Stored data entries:
──────────
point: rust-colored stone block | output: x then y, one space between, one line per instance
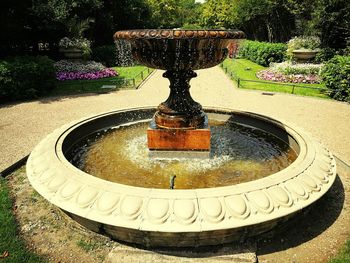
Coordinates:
178 139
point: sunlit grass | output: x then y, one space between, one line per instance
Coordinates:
246 70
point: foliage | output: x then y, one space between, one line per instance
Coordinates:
218 14
9 238
331 19
262 53
80 43
105 73
77 27
336 76
302 42
344 255
26 77
246 71
165 13
68 70
105 54
325 54
290 74
126 78
299 68
266 20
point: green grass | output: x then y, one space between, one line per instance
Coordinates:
246 70
122 81
89 245
9 238
344 254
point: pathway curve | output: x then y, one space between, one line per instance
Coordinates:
23 125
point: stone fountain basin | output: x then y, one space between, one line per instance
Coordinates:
180 218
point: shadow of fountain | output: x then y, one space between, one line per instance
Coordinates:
309 224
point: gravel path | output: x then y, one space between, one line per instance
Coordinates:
23 125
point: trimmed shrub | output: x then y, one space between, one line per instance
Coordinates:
302 43
105 54
336 76
325 54
262 53
26 77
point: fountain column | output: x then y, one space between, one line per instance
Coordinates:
179 127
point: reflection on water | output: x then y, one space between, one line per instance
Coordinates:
238 154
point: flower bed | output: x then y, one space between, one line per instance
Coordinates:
294 73
68 70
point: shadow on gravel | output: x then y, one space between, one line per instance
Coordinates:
309 224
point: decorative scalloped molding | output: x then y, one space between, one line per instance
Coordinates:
──────────
The records above must be retyped exactly. Please omit the pictures.

point: rust-colored stone block | output: x then y, one space between, one line per instance
Coordinates:
178 139
point: sunlit grass | output: x then y, one space between, one line per instance
Coordinates:
246 70
point: foliage | output: x then y, one space between, one line per instance
Coordinates:
218 14
9 238
331 19
262 53
80 43
105 73
77 27
336 76
302 42
344 255
26 77
246 71
165 13
68 70
105 54
325 54
290 74
126 78
299 68
266 20
point: green grass | output: x then y, one space between, one line per instance
Coordinates:
246 70
122 81
89 245
9 238
344 254
point: pathway curve | output: x then y, one space between, one line per instance
Coordinates:
23 125
point: stone fountain basin | output: x then y, one space between, one line per instance
Coordinates:
180 218
point: shadow of fountain | output: x then y, one space between, one line per instance
Coordinates:
309 224
point: gravel path | output: x then y, one space between, one line per instance
Coordinates:
23 125
point: trimmed shrub | output: x then y, one space between, one line per instance
Coordinates:
302 43
105 54
336 76
325 54
262 53
26 77
point: fountain column | output: x then y, one space between, one line per instance
Coordinates:
179 127
point: reflection on water | output: x then y, one space between, one line per instance
Coordinates:
238 154
point: flower bed | output: x then y, one space between, one line per instance
Coordinates:
294 73
68 70
point: shadow on gravel | output: x then y, one space between, one line per instance
Coordinates:
309 224
point: decorative scalloped molding | output: x then y, one space between, one line per instance
Coordinates:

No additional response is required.